EXERCISE DATA =>
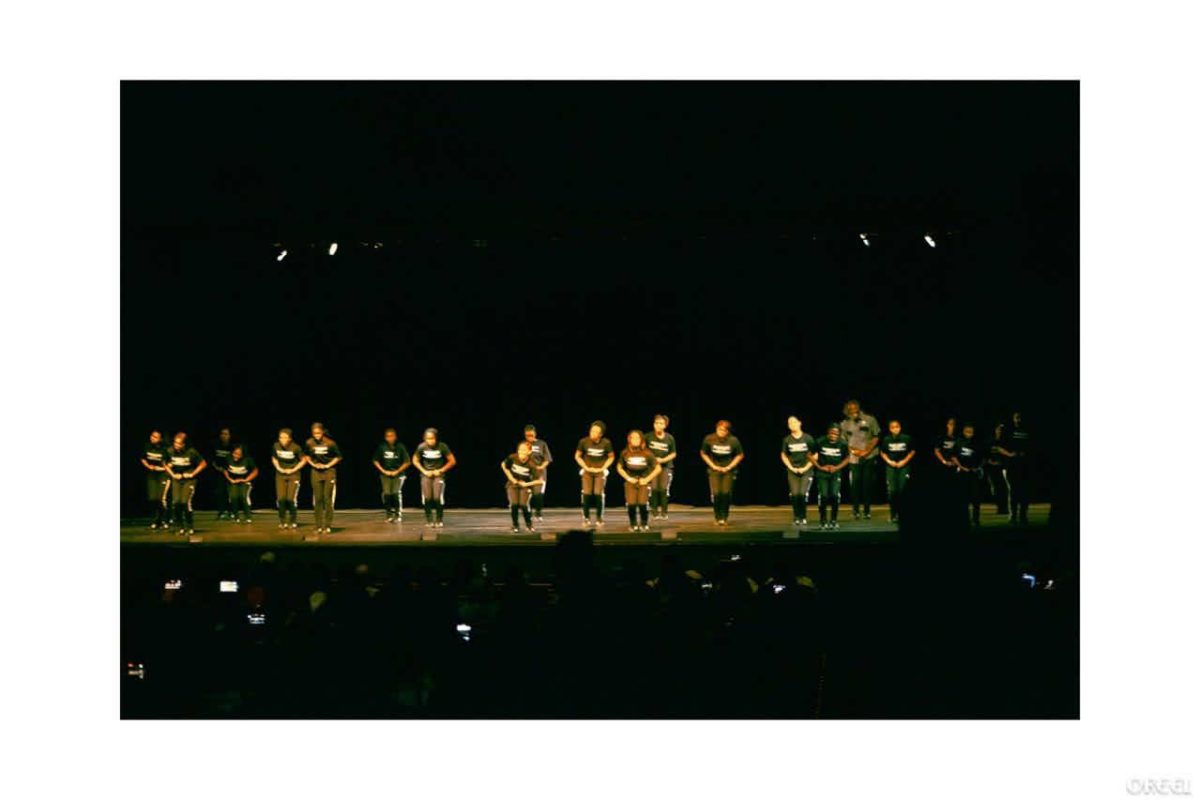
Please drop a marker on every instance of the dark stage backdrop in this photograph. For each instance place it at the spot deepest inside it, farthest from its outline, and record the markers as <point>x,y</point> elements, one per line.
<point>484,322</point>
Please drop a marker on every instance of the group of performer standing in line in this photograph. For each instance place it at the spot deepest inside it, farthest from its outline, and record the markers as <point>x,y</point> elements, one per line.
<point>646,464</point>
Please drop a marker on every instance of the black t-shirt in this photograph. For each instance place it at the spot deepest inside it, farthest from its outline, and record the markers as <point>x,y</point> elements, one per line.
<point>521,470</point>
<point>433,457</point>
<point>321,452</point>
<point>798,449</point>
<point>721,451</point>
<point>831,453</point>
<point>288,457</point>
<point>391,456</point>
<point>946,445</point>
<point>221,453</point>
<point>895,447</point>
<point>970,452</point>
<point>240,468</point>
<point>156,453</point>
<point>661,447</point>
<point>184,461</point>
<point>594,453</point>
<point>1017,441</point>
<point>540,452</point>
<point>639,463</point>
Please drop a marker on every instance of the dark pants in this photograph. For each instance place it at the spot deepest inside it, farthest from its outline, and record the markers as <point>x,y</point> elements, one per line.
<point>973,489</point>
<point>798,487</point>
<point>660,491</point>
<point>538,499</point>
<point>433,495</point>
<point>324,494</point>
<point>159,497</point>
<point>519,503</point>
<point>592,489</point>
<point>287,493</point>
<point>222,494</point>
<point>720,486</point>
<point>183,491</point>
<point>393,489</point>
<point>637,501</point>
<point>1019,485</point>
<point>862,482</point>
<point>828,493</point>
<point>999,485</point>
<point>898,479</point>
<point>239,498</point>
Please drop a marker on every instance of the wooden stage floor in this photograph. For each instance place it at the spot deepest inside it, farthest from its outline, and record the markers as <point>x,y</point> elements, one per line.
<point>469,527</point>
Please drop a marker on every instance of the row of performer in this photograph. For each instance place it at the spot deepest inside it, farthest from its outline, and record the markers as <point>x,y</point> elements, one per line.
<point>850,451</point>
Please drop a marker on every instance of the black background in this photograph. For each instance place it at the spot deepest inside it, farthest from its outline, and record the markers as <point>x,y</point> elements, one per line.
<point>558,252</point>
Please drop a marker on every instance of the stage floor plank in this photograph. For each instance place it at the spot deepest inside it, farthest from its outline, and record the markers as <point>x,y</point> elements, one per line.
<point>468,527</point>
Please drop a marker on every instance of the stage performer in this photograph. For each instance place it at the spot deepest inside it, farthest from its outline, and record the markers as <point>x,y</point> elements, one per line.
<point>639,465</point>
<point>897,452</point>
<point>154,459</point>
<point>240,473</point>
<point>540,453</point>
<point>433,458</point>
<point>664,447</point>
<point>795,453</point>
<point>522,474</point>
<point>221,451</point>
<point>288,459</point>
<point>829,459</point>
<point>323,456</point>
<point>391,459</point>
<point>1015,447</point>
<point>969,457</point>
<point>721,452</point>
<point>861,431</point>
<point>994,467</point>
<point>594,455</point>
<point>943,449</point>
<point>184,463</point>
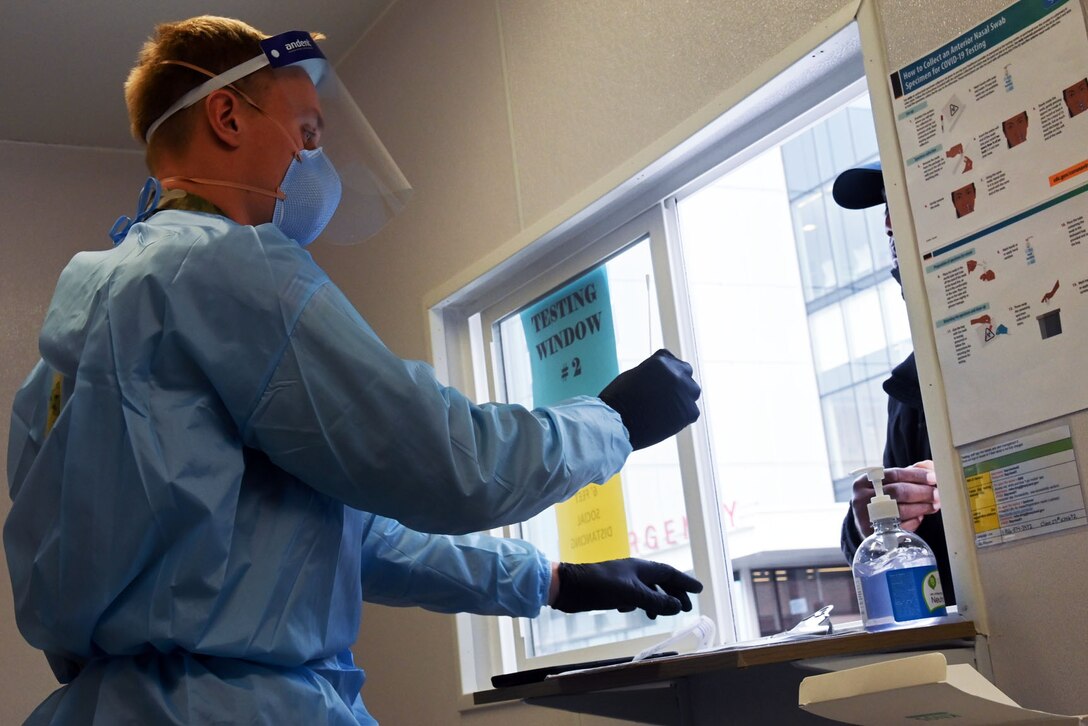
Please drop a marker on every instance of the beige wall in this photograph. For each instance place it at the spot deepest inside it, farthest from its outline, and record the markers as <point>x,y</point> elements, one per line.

AIM OF THE EXERCISE => The whole listing above must be returned exactly as written, with no pictures carried over.

WRITTEN RESPONSE =>
Please drop a marker on every instance of the dark stage backdrop in this photograph. For each instance place it at the spot deepest inside it, farthest from its outline, and record the markers as <point>x,y</point> elements, one per line.
<point>484,322</point>
Please drop a marker on every instance of the group of performer standing in line in this photograph. For each instance place it at the spot deepest inside it, farthest from its outline, and record the markers as <point>x,y</point> elements, one per line.
<point>646,464</point>
Please drop a marker on every instance of the black t-shirt in this photograph. For each instance place it at the spot deepest inside it, farthest from its outline, and record the markers as <point>x,y</point> elements, one per line.
<point>521,470</point>
<point>433,457</point>
<point>321,452</point>
<point>798,449</point>
<point>721,451</point>
<point>831,453</point>
<point>288,457</point>
<point>391,456</point>
<point>946,445</point>
<point>221,453</point>
<point>895,447</point>
<point>970,452</point>
<point>240,468</point>
<point>156,453</point>
<point>661,447</point>
<point>184,461</point>
<point>594,453</point>
<point>1017,441</point>
<point>540,452</point>
<point>639,463</point>
Please drop a marker on every instance of the dark pants in this photograph. For each instance place it at the spot deepest inside it, farthest from its outline, and record the markers as <point>x,y</point> elements, one per line.
<point>973,489</point>
<point>798,487</point>
<point>660,491</point>
<point>538,499</point>
<point>433,495</point>
<point>324,494</point>
<point>159,497</point>
<point>519,503</point>
<point>592,489</point>
<point>287,493</point>
<point>222,494</point>
<point>720,486</point>
<point>183,491</point>
<point>393,489</point>
<point>637,501</point>
<point>1019,485</point>
<point>862,482</point>
<point>828,493</point>
<point>999,485</point>
<point>898,479</point>
<point>239,498</point>
Please drop a marker on every instance of the wooden stage floor in this photograph. For each instance place it at the spot deepest inside it, farthest from its outline, and record the markers as <point>x,y</point> elements, one per line.
<point>469,527</point>
Please drop a marker on every instance of the row of performer in this photograph. For each instance place it at the spot deepest inside it, farthest from its outline, and record the markers as <point>x,y</point> elements, one per line.
<point>850,451</point>
Please drop a marker on every instance of the black background in this photograph. For each instance place it at the spot deepest inside it, farthest from its outline, and record the markers as <point>x,y</point> elements, one per line.
<point>558,252</point>
Please drop a marker on every instance of the stage floor plank in this photograph. For each instance place it at the spot deepest inside it, farthest from its outline, and record the markers as <point>x,y</point> elements, one per line.
<point>468,527</point>
Please drop a marker on every instance of the stage performer in this photograph. For each instance place it at the spot deepest inside it, farthest from its outline, and record the markers as <point>x,y</point> elements, one per line.
<point>639,465</point>
<point>897,452</point>
<point>154,459</point>
<point>240,473</point>
<point>540,453</point>
<point>433,458</point>
<point>664,447</point>
<point>795,453</point>
<point>522,474</point>
<point>221,451</point>
<point>288,459</point>
<point>829,459</point>
<point>323,456</point>
<point>391,459</point>
<point>1015,447</point>
<point>969,457</point>
<point>721,452</point>
<point>861,431</point>
<point>994,467</point>
<point>594,455</point>
<point>943,449</point>
<point>184,463</point>
Please drop a marker on every instance of the beige wall in this photograph. For each instance place it at the spot deepest inside it, farthest from its outline, and record the markers as <point>x,y</point> elements, one per line.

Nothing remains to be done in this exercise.